» TASK STATEMENT: In full and without alteration, reproduce every record.

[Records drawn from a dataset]

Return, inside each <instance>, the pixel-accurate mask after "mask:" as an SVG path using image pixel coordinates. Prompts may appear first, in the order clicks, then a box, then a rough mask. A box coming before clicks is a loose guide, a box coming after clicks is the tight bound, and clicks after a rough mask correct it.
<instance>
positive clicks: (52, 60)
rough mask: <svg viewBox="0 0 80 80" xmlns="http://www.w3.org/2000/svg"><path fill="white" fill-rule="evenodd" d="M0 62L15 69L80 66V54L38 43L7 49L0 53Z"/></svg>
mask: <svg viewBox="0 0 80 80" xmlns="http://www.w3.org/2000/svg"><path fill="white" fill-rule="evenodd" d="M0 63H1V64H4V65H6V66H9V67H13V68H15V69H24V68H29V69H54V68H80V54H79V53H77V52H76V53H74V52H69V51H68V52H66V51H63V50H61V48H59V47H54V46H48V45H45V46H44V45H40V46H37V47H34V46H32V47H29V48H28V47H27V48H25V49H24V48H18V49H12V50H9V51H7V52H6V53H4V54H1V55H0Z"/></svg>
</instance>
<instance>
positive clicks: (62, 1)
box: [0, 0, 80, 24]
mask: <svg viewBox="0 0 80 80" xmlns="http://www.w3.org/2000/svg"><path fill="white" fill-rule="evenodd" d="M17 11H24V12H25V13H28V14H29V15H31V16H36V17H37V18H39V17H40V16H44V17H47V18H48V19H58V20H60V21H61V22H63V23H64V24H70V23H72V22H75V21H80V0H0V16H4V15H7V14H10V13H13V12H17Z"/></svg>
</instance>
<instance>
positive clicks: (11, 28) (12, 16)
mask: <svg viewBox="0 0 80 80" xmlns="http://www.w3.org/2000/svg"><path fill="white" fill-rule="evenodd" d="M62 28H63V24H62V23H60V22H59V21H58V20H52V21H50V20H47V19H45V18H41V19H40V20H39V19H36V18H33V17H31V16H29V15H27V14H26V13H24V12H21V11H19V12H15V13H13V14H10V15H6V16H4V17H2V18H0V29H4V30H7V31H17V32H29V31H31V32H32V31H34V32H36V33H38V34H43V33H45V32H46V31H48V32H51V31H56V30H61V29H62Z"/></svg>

» EXERCISE OUTPUT:
Return, inside each <instance>, the pixel-accurate mask after "mask:" as an SVG path using image pixel coordinates. Prompts may appear first, in the order clicks, then a box, then a rough mask. A box coming before clicks is a loose guide, a box coming after clicks is the tight bound, and clicks after a rough mask correct it.
<instance>
positive clicks: (52, 60)
rough mask: <svg viewBox="0 0 80 80" xmlns="http://www.w3.org/2000/svg"><path fill="white" fill-rule="evenodd" d="M0 62L15 69L80 66V54L38 43L7 49L0 53Z"/></svg>
mask: <svg viewBox="0 0 80 80" xmlns="http://www.w3.org/2000/svg"><path fill="white" fill-rule="evenodd" d="M0 63H1V64H4V65H6V66H9V67H13V68H15V69H24V68H29V69H54V68H80V54H79V53H77V52H76V53H74V52H69V51H68V52H66V51H63V50H61V48H59V47H54V46H48V45H45V46H44V45H40V46H37V47H34V46H32V47H29V48H28V47H27V48H25V49H24V48H18V49H12V50H9V51H7V52H6V53H4V54H1V55H0Z"/></svg>
</instance>
<instance>
positive clicks: (62, 1)
box: [0, 0, 80, 24]
mask: <svg viewBox="0 0 80 80" xmlns="http://www.w3.org/2000/svg"><path fill="white" fill-rule="evenodd" d="M17 11H24V12H25V13H28V14H29V15H31V16H36V17H37V18H39V17H40V16H44V17H47V18H48V19H58V20H60V21H61V22H63V23H64V24H70V23H72V22H75V21H80V0H0V16H4V15H7V14H10V13H13V12H17Z"/></svg>
</instance>
<instance>
positive clicks: (11, 28) (12, 16)
mask: <svg viewBox="0 0 80 80" xmlns="http://www.w3.org/2000/svg"><path fill="white" fill-rule="evenodd" d="M62 28H63V24H62V23H60V22H59V21H58V20H52V21H50V20H47V19H45V18H41V19H40V20H39V19H36V18H33V17H31V16H29V15H27V14H26V13H24V12H21V11H19V12H15V13H13V14H10V15H6V16H4V17H2V18H0V29H4V30H7V31H17V32H29V31H31V32H32V31H34V32H36V33H38V34H43V33H45V32H46V31H48V32H51V31H56V30H61V29H62Z"/></svg>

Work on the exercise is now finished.